▶ _TASK LIST_:
1. In the article on Neanderthal intelligence, what reason have some people given for the disappearance of the Neanderthals? Answer in one to three sentences.
2. Answer these questions using the article on Neanderthal intelligence:
(a) During what span of time did Neanderthals live in large areas of Asia and Europe?
(b) From which continent did anatomically modern humans cross into Europe?
(c) With which university is Paola Villa affiliated?

▶ _DOCUMENT PASSAGE_:
▬▬▬▬▬▬

You're dumb to think Neanderthals were dumb: Study

The widely-held belief that our early Neanderthal cousins lost out in the competition with modern humans and were pushed to extinction because they weren't as intelligent as us doesn't hold up under scientific scrutiny, researchers say.

Neanderthals living in large areas of Asia and Europe from around 350,000 to 40,000 years ago disappeared when our ancestors, considered "anatomically modern," crossed from Africa into Europe.

Some have held their disappearance was down to intellectual inferiority, which made the come second best to modern humans in things like communications, innovation, hunting ability and the ability to successfully adapt to changing environments.

However, Paola Villa of the University of Colorado at Boulder says all available scientific evidence disputes the assertion Neanderthals were somehow not as advanced as modern humans.

▬▬▬▬▬▬

▶ _SUPPLIED DATA_:
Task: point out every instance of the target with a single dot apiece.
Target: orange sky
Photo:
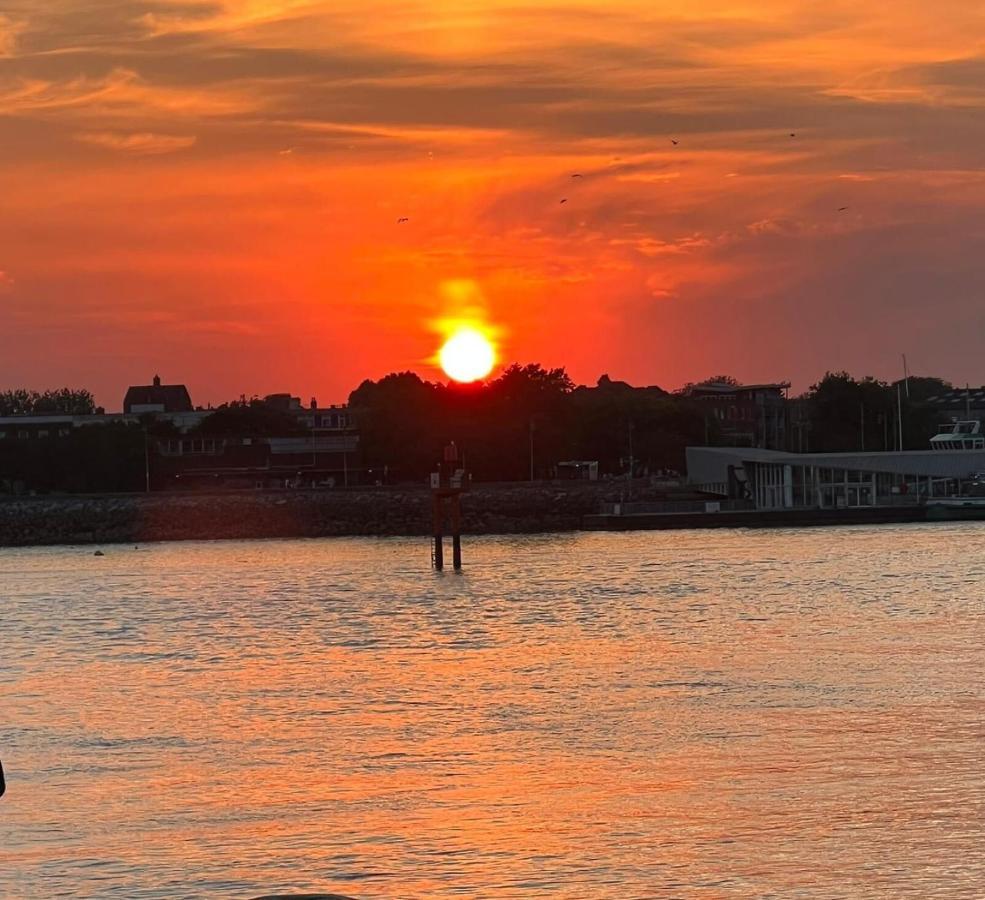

▬▬▬▬▬▬

▶ _PROBLEM SOLUTIONS_:
1. Some have held that the Neanderthals disappeared because they were intellectually inferior to modern humans. In this view, that inferiority made them second best in communication, innovation, hunting ability and adapting to changing environments.

2.
(a) From around 350,000 to 40,000 years ago.
(b) Africa.
(c) The University of Colorado at Boulder.